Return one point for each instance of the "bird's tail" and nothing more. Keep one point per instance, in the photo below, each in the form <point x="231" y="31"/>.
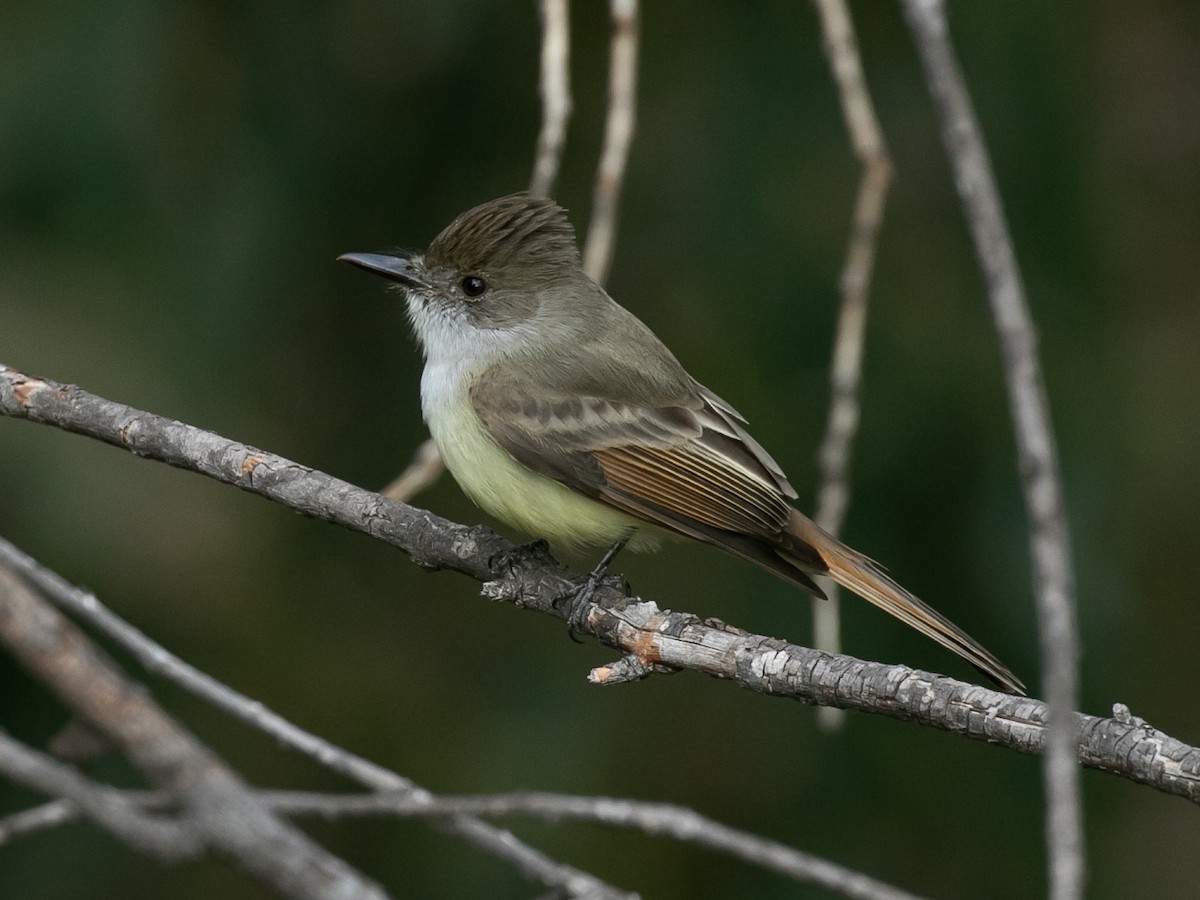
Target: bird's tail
<point x="862" y="575"/>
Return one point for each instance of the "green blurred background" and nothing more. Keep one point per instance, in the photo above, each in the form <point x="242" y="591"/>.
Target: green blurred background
<point x="175" y="181"/>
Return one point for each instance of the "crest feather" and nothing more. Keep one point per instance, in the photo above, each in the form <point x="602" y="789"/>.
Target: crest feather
<point x="517" y="229"/>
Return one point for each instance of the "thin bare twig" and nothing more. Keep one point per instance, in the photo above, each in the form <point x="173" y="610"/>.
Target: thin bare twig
<point x="214" y="803"/>
<point x="661" y="820"/>
<point x="1053" y="576"/>
<point x="654" y="819"/>
<point x="37" y="819"/>
<point x="162" y="838"/>
<point x="846" y="366"/>
<point x="556" y="95"/>
<point x="1121" y="745"/>
<point x="529" y="862"/>
<point x="618" y="135"/>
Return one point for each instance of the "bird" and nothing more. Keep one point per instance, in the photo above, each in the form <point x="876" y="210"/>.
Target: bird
<point x="561" y="413"/>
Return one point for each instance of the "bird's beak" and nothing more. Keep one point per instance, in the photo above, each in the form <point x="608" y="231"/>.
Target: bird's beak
<point x="399" y="269"/>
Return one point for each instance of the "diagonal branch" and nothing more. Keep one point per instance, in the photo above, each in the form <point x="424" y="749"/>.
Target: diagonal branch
<point x="654" y="819"/>
<point x="846" y="366"/>
<point x="1122" y="745"/>
<point x="156" y="835"/>
<point x="532" y="863"/>
<point x="216" y="805"/>
<point x="1053" y="576"/>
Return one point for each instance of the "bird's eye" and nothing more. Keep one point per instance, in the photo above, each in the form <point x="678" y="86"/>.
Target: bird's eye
<point x="473" y="286"/>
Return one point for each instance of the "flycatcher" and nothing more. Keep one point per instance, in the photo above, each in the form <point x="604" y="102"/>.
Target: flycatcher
<point x="558" y="412"/>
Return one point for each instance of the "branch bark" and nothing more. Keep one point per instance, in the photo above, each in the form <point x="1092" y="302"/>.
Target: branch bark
<point x="1050" y="545"/>
<point x="1122" y="744"/>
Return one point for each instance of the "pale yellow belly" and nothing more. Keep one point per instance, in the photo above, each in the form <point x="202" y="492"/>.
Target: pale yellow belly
<point x="535" y="504"/>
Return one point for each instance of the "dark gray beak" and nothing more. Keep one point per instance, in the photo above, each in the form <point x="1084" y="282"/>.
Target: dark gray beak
<point x="399" y="269"/>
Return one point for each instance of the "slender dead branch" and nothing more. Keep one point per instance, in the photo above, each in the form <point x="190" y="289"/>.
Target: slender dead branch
<point x="556" y="95"/>
<point x="162" y="838"/>
<point x="631" y="625"/>
<point x="1053" y="576"/>
<point x="846" y="366"/>
<point x="660" y="820"/>
<point x="531" y="863"/>
<point x="663" y="820"/>
<point x="214" y="803"/>
<point x="618" y="135"/>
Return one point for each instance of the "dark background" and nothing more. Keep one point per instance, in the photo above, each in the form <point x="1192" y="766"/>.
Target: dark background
<point x="175" y="181"/>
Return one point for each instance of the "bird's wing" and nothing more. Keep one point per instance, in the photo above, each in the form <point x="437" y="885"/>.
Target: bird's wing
<point x="684" y="463"/>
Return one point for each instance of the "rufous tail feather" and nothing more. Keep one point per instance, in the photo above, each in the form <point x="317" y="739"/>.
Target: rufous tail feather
<point x="862" y="575"/>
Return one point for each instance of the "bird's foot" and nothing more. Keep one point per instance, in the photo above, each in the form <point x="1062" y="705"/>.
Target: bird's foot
<point x="577" y="601"/>
<point x="509" y="561"/>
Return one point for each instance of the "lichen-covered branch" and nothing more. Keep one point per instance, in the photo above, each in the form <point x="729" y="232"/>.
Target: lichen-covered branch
<point x="631" y="625"/>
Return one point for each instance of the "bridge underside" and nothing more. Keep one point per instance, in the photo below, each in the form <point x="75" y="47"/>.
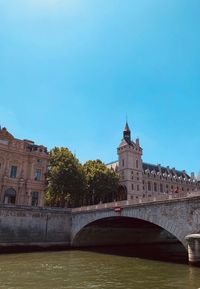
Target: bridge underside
<point x="129" y="236"/>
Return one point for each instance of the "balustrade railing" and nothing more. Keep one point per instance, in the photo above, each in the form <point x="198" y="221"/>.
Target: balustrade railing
<point x="145" y="199"/>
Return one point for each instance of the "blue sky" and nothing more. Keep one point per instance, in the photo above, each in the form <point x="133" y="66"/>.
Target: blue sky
<point x="71" y="70"/>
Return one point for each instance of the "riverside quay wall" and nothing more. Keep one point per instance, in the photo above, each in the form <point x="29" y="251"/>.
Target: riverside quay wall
<point x="29" y="226"/>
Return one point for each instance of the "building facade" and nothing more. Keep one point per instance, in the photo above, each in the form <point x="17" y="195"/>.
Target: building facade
<point x="23" y="165"/>
<point x="138" y="178"/>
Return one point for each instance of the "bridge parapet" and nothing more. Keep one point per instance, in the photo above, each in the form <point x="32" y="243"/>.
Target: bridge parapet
<point x="138" y="200"/>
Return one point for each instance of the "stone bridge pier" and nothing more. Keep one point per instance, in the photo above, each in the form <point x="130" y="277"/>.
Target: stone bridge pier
<point x="179" y="217"/>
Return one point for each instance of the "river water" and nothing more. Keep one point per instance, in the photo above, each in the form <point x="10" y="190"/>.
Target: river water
<point x="76" y="269"/>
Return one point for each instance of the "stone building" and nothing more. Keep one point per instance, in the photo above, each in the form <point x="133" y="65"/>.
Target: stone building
<point x="139" y="178"/>
<point x="23" y="165"/>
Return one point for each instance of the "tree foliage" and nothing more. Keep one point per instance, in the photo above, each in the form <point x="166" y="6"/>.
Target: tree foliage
<point x="102" y="183"/>
<point x="71" y="184"/>
<point x="66" y="183"/>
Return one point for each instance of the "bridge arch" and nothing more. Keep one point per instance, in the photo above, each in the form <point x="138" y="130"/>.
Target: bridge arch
<point x="81" y="221"/>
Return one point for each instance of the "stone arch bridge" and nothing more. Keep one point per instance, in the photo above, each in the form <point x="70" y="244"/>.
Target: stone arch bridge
<point x="178" y="215"/>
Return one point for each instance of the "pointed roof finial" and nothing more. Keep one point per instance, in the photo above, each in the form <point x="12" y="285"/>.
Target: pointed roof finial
<point x="126" y="127"/>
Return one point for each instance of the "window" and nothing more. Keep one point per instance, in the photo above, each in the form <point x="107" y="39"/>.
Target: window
<point x="34" y="201"/>
<point x="10" y="196"/>
<point x="13" y="172"/>
<point x="38" y="175"/>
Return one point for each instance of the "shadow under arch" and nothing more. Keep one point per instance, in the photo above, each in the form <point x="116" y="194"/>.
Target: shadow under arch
<point x="131" y="237"/>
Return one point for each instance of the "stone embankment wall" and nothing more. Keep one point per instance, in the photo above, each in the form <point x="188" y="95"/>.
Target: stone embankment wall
<point x="28" y="226"/>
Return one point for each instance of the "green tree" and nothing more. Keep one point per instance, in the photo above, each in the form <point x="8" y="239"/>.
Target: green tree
<point x="102" y="183"/>
<point x="66" y="183"/>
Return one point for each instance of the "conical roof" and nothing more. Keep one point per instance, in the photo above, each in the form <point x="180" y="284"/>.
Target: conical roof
<point x="126" y="127"/>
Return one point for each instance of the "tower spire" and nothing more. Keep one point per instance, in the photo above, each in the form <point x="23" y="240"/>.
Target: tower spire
<point x="127" y="133"/>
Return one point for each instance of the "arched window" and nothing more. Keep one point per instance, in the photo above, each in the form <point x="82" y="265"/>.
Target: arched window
<point x="34" y="200"/>
<point x="10" y="196"/>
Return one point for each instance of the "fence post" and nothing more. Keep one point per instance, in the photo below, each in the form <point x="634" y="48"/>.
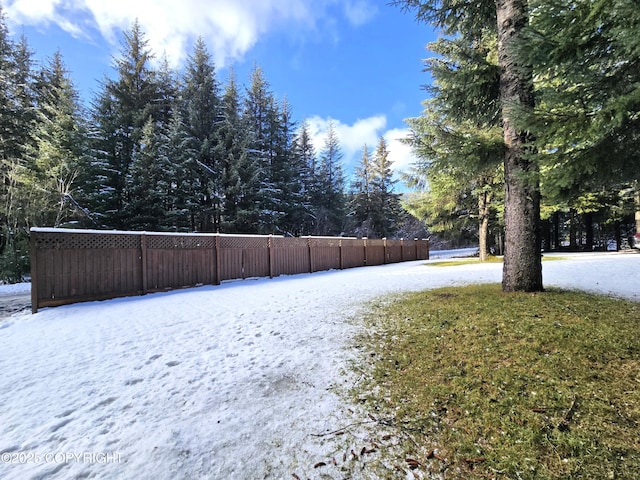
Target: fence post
<point x="384" y="249"/>
<point x="311" y="265"/>
<point x="34" y="273"/>
<point x="143" y="261"/>
<point x="216" y="255"/>
<point x="270" y="248"/>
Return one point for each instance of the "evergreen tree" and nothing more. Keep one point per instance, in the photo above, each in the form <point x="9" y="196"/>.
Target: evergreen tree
<point x="181" y="200"/>
<point x="203" y="117"/>
<point x="305" y="173"/>
<point x="328" y="203"/>
<point x="522" y="269"/>
<point x="386" y="209"/>
<point x="361" y="202"/>
<point x="261" y="116"/>
<point x="60" y="148"/>
<point x="240" y="171"/>
<point x="120" y="113"/>
<point x="17" y="144"/>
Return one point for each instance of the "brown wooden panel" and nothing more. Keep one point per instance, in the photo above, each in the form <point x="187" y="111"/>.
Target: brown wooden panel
<point x="290" y="260"/>
<point x="76" y="265"/>
<point x="325" y="258"/>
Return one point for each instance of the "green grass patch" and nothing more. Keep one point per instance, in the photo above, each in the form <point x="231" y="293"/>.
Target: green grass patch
<point x="482" y="384"/>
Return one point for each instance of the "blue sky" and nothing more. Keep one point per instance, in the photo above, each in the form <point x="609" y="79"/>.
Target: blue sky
<point x="355" y="62"/>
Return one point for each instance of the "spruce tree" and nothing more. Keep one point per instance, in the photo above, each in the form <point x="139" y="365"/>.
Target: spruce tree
<point x="203" y="117"/>
<point x="329" y="201"/>
<point x="360" y="216"/>
<point x="305" y="174"/>
<point x="240" y="171"/>
<point x="522" y="269"/>
<point x="386" y="209"/>
<point x="61" y="146"/>
<point x="261" y="115"/>
<point x="120" y="112"/>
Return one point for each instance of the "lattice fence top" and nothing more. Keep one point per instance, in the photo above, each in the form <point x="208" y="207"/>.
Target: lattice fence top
<point x="244" y="242"/>
<point x="75" y="241"/>
<point x="394" y="243"/>
<point x="170" y="242"/>
<point x="324" y="242"/>
<point x="352" y="242"/>
<point x="289" y="242"/>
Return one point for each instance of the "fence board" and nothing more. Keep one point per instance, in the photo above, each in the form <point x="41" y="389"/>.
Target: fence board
<point x="69" y="266"/>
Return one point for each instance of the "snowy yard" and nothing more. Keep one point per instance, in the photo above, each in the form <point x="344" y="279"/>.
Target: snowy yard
<point x="233" y="381"/>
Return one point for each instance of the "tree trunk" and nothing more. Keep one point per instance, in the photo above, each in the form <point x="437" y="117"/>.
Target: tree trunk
<point x="637" y="203"/>
<point x="484" y="201"/>
<point x="522" y="270"/>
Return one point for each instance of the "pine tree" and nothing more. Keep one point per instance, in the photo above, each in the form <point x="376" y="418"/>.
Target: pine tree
<point x="17" y="144"/>
<point x="522" y="269"/>
<point x="60" y="148"/>
<point x="120" y="113"/>
<point x="240" y="172"/>
<point x="361" y="203"/>
<point x="201" y="95"/>
<point x="459" y="135"/>
<point x="261" y="115"/>
<point x="386" y="209"/>
<point x="328" y="202"/>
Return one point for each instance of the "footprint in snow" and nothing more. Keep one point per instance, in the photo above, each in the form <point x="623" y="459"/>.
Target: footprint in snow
<point x="133" y="381"/>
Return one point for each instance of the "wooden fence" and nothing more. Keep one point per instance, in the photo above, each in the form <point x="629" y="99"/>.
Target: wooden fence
<point x="69" y="266"/>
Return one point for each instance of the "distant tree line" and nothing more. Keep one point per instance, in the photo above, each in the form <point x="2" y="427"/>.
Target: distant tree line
<point x="550" y="107"/>
<point x="164" y="150"/>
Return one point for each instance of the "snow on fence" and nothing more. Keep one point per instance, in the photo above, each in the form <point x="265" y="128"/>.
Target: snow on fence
<point x="69" y="266"/>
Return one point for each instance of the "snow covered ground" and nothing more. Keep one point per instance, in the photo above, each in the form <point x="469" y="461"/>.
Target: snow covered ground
<point x="238" y="381"/>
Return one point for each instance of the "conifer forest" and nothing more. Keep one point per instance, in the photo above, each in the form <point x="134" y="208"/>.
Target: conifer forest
<point x="163" y="150"/>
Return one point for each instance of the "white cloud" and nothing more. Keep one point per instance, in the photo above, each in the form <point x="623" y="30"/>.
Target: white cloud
<point x="229" y="27"/>
<point x="359" y="12"/>
<point x="364" y="131"/>
<point x="399" y="153"/>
• • • • • • •
If a line in the records above has the word "below", copy it out.

▸ **Exercise response**:
Return one point for each instance of the "bird's tail" and nothing more. Keep one point per instance, in the photo below, each in the form <point x="231" y="31"/>.
Return one point for each instance of the "bridge underside" and nothing more. Keep one point per instance, in the photo below, each in the form <point x="75" y="47"/>.
Return one point for each instance of the "fence post" and nothing more. Keep one point per instance, in the photo below, each in the form <point x="634" y="48"/>.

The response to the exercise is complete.